[Start Extracted data]

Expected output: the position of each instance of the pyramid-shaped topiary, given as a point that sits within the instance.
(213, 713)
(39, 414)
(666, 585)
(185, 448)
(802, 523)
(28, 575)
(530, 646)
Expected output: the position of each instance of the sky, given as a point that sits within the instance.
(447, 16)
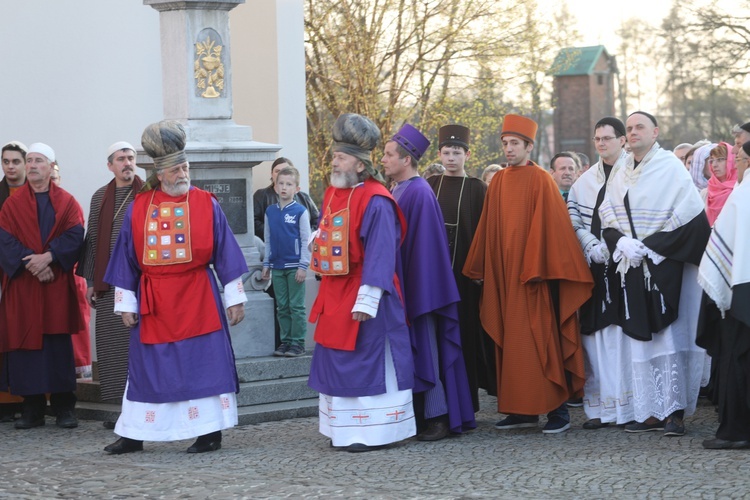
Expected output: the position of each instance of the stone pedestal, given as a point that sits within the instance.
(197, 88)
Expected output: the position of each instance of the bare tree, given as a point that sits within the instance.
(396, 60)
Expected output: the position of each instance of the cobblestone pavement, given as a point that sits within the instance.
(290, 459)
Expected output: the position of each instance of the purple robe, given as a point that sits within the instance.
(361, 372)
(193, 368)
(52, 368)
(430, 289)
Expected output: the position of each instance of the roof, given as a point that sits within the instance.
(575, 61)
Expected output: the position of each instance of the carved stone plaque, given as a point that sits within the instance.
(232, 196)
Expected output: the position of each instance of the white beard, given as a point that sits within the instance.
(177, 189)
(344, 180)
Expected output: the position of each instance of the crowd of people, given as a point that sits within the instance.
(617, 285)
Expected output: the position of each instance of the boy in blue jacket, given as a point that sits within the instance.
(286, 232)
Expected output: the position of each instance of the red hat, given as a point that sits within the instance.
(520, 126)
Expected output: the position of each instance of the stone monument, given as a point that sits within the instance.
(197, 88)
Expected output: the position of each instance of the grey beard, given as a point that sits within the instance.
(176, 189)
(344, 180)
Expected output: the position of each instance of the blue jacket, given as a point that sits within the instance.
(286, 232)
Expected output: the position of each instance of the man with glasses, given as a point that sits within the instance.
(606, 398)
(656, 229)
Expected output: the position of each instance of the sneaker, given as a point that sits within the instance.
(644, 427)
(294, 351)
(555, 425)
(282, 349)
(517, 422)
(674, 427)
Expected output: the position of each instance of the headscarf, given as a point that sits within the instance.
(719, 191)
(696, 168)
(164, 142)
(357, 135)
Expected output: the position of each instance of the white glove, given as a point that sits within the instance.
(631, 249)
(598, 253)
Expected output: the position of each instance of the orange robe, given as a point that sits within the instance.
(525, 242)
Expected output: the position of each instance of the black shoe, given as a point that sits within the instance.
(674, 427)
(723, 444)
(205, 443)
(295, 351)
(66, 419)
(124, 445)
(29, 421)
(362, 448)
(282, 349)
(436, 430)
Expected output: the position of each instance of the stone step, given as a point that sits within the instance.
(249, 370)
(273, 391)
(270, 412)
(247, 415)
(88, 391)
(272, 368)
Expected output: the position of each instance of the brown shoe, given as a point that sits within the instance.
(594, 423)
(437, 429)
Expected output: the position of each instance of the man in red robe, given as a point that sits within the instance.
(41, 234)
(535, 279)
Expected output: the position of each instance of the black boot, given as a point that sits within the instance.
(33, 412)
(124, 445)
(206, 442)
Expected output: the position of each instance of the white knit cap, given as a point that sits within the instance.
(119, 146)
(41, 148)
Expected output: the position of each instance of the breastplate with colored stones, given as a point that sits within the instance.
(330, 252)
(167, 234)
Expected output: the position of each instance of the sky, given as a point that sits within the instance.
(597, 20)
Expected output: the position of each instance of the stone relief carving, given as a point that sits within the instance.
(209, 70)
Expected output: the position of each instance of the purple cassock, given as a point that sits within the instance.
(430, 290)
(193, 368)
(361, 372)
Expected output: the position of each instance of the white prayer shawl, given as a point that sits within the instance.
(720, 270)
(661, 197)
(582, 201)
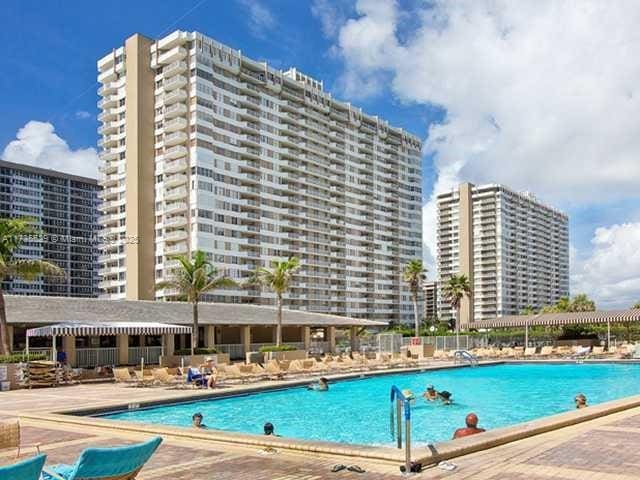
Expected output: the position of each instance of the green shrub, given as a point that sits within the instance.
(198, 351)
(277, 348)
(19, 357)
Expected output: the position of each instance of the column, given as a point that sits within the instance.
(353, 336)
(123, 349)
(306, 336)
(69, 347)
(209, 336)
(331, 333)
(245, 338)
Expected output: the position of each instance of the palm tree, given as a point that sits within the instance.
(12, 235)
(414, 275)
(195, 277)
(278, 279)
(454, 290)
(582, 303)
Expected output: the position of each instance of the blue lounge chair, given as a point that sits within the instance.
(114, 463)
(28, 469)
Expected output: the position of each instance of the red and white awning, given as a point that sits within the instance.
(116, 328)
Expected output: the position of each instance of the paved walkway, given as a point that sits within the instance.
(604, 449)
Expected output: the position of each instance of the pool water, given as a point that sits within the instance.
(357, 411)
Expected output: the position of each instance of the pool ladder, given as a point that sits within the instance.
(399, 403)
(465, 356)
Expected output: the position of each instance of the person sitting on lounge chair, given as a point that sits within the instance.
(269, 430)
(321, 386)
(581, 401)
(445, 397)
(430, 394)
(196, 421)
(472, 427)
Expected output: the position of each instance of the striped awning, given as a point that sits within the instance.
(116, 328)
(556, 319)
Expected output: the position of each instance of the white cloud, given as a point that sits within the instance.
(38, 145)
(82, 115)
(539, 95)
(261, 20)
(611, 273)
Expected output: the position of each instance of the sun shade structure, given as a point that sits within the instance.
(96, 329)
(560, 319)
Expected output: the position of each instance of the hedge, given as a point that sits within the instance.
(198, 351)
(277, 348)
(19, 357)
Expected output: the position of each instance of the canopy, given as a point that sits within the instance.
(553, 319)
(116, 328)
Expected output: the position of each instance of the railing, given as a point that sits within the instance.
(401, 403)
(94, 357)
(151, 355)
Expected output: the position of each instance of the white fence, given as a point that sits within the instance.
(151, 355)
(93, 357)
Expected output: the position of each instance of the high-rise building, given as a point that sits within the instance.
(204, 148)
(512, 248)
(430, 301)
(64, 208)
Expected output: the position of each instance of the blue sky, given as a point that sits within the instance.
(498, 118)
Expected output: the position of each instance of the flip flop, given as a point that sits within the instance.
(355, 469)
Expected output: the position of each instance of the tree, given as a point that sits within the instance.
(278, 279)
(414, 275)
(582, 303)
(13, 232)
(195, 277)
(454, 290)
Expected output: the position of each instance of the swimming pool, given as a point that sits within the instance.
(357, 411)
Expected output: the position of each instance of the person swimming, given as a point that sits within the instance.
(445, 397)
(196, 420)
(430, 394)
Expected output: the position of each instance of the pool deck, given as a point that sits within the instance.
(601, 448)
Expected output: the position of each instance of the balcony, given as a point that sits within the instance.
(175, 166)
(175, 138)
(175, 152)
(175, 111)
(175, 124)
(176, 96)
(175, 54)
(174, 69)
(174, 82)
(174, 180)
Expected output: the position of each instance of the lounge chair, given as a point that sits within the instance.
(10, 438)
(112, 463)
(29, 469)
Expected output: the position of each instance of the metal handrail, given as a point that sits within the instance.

[End Extracted data]
[Start Extracted data]

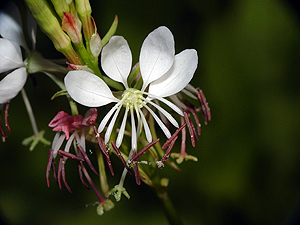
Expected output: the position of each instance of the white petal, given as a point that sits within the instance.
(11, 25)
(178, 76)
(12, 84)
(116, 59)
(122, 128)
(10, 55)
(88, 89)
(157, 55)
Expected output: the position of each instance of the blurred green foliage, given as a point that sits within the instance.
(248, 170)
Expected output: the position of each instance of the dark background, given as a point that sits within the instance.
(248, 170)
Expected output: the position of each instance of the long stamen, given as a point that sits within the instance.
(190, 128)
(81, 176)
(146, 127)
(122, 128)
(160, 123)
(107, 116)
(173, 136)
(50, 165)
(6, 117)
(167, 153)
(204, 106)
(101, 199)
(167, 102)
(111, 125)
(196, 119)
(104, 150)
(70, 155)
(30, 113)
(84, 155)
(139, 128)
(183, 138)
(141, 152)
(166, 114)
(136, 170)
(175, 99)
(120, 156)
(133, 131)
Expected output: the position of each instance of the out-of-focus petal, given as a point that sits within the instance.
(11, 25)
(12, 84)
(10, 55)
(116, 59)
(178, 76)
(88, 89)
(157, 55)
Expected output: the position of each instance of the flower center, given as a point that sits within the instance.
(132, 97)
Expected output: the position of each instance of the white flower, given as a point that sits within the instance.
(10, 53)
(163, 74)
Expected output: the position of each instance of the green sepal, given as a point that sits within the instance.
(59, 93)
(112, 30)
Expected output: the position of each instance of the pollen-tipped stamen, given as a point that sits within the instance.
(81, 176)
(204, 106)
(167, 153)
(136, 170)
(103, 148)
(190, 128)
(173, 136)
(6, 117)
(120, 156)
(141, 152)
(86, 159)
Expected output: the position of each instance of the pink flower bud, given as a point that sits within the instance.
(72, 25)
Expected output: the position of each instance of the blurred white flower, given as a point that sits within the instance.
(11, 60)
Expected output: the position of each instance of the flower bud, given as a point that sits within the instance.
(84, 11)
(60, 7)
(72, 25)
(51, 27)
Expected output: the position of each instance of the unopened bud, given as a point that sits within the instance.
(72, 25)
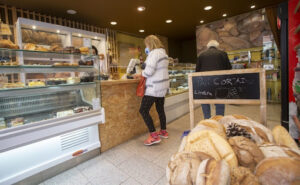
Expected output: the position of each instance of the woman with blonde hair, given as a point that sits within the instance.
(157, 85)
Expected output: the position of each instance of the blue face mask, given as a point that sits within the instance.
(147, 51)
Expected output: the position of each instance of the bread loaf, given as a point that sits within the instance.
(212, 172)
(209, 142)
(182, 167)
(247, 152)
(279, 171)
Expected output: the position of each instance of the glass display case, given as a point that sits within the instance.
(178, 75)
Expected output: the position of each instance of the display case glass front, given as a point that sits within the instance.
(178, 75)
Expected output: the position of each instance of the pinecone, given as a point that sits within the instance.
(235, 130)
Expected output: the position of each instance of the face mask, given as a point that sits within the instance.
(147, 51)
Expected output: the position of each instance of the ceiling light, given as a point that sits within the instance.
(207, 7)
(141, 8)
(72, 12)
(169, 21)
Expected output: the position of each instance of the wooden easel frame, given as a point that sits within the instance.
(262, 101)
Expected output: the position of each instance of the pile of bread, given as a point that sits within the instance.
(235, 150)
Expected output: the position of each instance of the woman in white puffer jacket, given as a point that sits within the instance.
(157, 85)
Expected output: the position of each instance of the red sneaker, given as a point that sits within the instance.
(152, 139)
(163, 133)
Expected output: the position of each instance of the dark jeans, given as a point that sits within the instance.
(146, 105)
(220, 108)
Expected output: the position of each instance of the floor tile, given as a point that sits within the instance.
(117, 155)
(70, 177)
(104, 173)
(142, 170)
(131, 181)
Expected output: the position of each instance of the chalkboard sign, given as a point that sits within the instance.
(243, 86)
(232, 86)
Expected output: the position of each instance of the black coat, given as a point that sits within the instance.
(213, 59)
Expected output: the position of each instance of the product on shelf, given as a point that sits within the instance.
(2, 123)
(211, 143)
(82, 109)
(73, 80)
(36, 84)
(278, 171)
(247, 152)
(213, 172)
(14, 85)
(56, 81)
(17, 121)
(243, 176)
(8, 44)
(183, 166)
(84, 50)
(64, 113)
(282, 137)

[End Extracted data]

# Written instruction:
Pick out every line of the data above that contains the word "case" with the same capitalization, and copy each of those lines.

# Solved problem:
Expected output: the position of each instance of the glass display case, given as a point that sits within the instance.
Expected output: the position of each instance of the display case glass front, given as a point that sits within the instance.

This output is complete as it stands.